» Provided passage
Education Lesson Plans
Electricity, Frankenstein, and the Spark of Life
- Grade level: 6–8
- Subject: literature and science & technology
three 45-minute class periods
This lesson plan uses several visual materials from Frankenstein: Penetrating the Secrets of Nature, an online exhibition, to consider one of its topics—how Mary Shelley’s horror science fiction, published in 1818, reflects the increasing knowledge and hopes about electricity in her time. In Class 1, students explore the references to electricity in the Frankenstein novel and a 1931 film by viewing a four-minute film clip and reading short excerpts from Chapters 2 and 5 of the novel. In Class 2, students are introduced to Galvanism and Luigi Galvani whose experiments and observations on electricity and muscle contractions ignited the imagination and work of many scientists in late 18th century.
Students learn about Galvani’s experiment with a two-scene play that depicts two fictitious encounters featuring Galvani and another scientist, Alessandro Volta, who was Galvani’s contemporary.
Students will be able to:
- Understand that Mary Shelley wrote her horror science fiction, Frankenstein, and incorporated into her novel emerging scientific knowledge and hope for electricity in the late 18th century.
- Describe Luigi Galvani’s experiments and observations about electricity and muscle contraction made in 1791.
- Explain the relationship between body and electricity, and identify at least one electrical application in modern medicine.
- Demonstrate critical observation skills and effective reading comprehension through oral and written summaries.

» Data shown
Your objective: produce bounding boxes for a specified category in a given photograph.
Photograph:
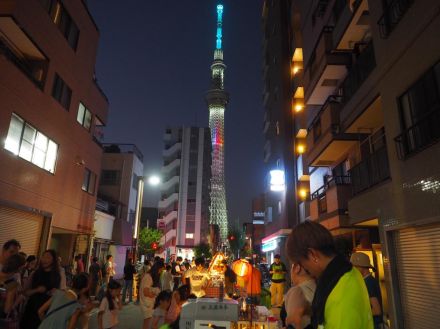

» Work order A
According to the Frankenstein lesson plan, which two scientists are featured in the two-scene play that students use to learn about Galvani's experiment?
» Work order B
Carry on the Frankenstein lesson plan, picking up after its final line.

» Answer section A
Luigi Galvani and Alessandro Volta.

» Answer section B
The Frankenstein: Penetrating the Secrets of Nature exhibition looks at the world in which Mary Shelley lived. Her fictional story did not come from the void, but included scientists and physicians of her time who were tantalized by the elusive boundary between life and death, probing it through experiments with lower organisms, human anatomical studies, attempts to resuscitate drowning victims, and experiments using electricity to restore life to the recently dead. Some thought electricity capable of reanimating the dead. This hope and enthusiasm rose from the studies of Luigi Galvani and his publication, De Viribus Electricitatis in Motu Musculari Commentarius (Commentary on the Effect of Electricity on Muscular Motion). While dissecting a frog, Galvani observed the leg muscles twitch in response to a transfer of charge from equipment in the laboratory to the frog’s muscles. His work led him to believe that electrical energy was a vital force of life. Galvani’s work set the stage for the current understanding and studies of electrophysiology.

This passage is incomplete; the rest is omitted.